Sunday, May 11, 2014

Sentient Meat

Sentient Meat
I always like arriving late to the party, but for once, I was actually ahead of the pop culture curve and finished True Detective with everyone else when it ended its run a couple of months ago on HBO. One of the best shows that I have had the pleasure of getting swept up in, and the best part, for me, was the philosophical dialogues given by Rust Cohle.
Almost all of his philosophical points resonated with me (from his Nietzschean aspects on eternal recurrence, to his quip to Marty about the average IQ of the people attending the revival tent, to the excellent line, “we are just sentient meat”) save the last one, the one where he and Marty are out of the hospital in the last scene of the last episode and as Rust is lighting up he is recanting his earlier held beliefs. That part rang false for me if for no other reason than it smacked of another intellectual show cashing out for a “feel good” Hollywood ending that would not leave people with a pessimistic sour feeling.

Material provided –
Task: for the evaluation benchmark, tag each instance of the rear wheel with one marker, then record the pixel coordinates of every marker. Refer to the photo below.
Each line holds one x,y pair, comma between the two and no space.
...
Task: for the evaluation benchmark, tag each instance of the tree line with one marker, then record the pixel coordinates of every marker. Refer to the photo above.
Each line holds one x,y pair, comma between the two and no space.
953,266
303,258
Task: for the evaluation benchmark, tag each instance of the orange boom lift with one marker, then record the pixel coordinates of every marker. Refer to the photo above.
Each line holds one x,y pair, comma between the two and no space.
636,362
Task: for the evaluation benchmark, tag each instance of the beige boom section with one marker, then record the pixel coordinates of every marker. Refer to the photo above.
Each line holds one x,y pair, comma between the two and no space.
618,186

What is expected –
Pick up the post about Rust Cohle's philosophy in True Detective after its last sentence and continue it.

Answer box –
I think that anyone, when faced with their own mortality, tends to do a certain sort of “bad faith” renegotiation of their belief structure, that is, if you don’t believe in some religion (I honestly do not know what people who believe do when faced with a near death experience, perhaps it just reaffirms their belief structure and it all falls under, “God wasn’t ready to bring me home yet”). I think, for agnostics and atheists, this portrayal of a near death reevaluation of one’s belief structure (especially when one is talking about this character who was so sure, so ready for death’s sweet release) is a cop out. Personally, I don’t seek any benefit when I die save for an end of this existence and a return to the void where my time is over and I decompose back into the universe.
This very thought, faced with an abyss of nothingness, used to scare me, it provoked high levels of anxiety and doubt and concern over my human condition and my desire for some form of sentient immortality. During these anxious moments I wholeheartedly embraced Platonic theory (the closest to any form of religion I could allow myself to follow) for comfort. Then at some point I just let it go. I realized that a majority of human experience is filled with suffering, regret, anger, and despair. Yes, there are some highlights that help break this cycle, but for the most part, this curse of being sentient meat is filled with strife.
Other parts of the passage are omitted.